_YOUR TASK_. Read the material below. Count the lines containing "jacket" and give that count alone.

------ PROVIDED INFORMATION

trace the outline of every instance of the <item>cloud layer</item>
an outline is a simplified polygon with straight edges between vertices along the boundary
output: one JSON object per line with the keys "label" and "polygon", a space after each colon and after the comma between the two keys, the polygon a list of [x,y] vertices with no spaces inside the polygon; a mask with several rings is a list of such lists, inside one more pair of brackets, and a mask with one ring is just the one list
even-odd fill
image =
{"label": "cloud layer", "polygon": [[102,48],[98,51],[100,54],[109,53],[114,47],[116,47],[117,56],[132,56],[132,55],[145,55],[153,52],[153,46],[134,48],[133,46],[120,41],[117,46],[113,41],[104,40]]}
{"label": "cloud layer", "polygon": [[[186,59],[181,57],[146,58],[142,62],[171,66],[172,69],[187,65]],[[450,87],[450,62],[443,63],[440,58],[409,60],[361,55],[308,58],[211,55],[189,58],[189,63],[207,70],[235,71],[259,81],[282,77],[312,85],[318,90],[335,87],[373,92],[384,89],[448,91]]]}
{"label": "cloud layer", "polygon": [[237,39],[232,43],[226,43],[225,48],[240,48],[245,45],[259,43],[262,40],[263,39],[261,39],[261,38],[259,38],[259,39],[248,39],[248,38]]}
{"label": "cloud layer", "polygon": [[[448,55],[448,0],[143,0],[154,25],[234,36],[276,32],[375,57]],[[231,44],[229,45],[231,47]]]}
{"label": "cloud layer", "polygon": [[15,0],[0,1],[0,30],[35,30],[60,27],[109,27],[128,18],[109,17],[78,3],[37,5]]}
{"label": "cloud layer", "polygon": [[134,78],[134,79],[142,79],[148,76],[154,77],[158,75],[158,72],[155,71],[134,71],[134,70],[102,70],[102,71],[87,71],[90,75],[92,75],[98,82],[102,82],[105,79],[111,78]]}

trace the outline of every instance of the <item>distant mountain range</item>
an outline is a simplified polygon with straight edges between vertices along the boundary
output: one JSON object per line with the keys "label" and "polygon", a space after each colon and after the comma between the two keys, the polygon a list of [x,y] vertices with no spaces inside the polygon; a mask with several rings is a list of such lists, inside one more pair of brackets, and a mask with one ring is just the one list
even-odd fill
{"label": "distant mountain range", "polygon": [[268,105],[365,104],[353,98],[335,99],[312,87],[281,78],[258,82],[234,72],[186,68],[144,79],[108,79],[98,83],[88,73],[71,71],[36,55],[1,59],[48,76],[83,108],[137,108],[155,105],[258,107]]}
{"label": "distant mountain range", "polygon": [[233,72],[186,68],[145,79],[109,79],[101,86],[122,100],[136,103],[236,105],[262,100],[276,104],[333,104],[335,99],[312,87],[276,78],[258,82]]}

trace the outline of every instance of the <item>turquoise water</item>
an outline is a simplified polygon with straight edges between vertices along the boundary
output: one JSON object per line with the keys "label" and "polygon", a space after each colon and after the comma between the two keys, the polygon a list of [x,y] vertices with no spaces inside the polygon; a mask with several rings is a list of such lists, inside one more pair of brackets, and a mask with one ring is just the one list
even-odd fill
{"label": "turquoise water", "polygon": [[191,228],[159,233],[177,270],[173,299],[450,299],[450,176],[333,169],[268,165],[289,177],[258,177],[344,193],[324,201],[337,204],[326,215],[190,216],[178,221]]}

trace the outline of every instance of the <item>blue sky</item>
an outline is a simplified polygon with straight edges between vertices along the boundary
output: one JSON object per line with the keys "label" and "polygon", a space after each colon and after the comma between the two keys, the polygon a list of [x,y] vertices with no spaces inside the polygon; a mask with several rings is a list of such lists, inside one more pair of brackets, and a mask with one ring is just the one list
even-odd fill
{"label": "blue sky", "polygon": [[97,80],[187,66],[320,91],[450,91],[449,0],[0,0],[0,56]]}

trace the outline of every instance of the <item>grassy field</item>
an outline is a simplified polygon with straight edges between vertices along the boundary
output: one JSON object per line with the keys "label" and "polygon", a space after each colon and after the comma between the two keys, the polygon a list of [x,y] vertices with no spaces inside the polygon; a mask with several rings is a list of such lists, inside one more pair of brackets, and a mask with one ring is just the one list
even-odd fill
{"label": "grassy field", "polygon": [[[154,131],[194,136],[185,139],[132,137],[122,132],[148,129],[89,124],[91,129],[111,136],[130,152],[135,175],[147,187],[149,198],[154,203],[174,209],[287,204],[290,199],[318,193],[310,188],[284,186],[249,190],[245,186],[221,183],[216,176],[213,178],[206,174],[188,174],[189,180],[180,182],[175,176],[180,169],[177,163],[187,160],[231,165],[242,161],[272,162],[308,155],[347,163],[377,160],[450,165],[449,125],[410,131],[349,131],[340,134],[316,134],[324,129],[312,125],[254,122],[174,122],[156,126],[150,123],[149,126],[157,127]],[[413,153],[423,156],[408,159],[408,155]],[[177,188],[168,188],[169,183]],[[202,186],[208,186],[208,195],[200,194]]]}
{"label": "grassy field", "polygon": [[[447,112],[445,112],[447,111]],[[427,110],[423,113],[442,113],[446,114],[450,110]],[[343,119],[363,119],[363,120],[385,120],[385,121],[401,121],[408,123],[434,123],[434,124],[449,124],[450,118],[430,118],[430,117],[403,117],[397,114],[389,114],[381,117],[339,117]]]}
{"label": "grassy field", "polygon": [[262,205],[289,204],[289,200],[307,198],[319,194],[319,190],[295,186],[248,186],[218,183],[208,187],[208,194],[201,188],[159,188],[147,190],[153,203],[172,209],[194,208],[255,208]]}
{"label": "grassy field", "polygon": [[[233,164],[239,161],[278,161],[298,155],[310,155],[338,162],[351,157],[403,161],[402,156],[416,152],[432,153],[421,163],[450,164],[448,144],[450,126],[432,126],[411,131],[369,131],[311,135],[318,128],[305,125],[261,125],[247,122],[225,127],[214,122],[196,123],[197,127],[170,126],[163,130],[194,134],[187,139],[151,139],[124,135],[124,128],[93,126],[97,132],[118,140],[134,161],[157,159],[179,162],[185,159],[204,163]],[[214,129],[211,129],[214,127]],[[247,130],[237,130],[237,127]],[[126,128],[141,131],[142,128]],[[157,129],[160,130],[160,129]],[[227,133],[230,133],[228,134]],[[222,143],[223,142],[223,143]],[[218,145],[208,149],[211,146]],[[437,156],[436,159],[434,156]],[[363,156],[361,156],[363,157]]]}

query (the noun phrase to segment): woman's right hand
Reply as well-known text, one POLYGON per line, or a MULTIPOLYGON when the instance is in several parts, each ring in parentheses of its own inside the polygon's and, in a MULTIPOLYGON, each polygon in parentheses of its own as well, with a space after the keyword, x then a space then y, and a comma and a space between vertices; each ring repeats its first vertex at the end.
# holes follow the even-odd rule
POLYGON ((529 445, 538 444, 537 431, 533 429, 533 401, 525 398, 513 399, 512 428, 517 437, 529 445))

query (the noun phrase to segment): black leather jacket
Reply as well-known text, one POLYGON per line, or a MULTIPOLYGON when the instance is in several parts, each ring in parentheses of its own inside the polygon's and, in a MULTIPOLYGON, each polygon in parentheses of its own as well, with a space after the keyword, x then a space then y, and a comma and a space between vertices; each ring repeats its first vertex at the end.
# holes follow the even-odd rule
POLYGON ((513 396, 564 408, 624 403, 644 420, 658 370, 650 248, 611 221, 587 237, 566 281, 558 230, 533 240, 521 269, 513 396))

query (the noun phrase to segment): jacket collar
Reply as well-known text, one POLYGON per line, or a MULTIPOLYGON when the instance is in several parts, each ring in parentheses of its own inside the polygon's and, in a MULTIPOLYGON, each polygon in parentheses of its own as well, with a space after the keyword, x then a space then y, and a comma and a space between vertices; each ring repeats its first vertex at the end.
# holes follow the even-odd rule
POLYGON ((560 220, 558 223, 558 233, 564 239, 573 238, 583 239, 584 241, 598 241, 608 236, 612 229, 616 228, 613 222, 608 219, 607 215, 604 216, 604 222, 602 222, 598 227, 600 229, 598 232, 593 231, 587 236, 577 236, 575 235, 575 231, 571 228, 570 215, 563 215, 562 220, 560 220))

------------

_TASK ANSWER_. 2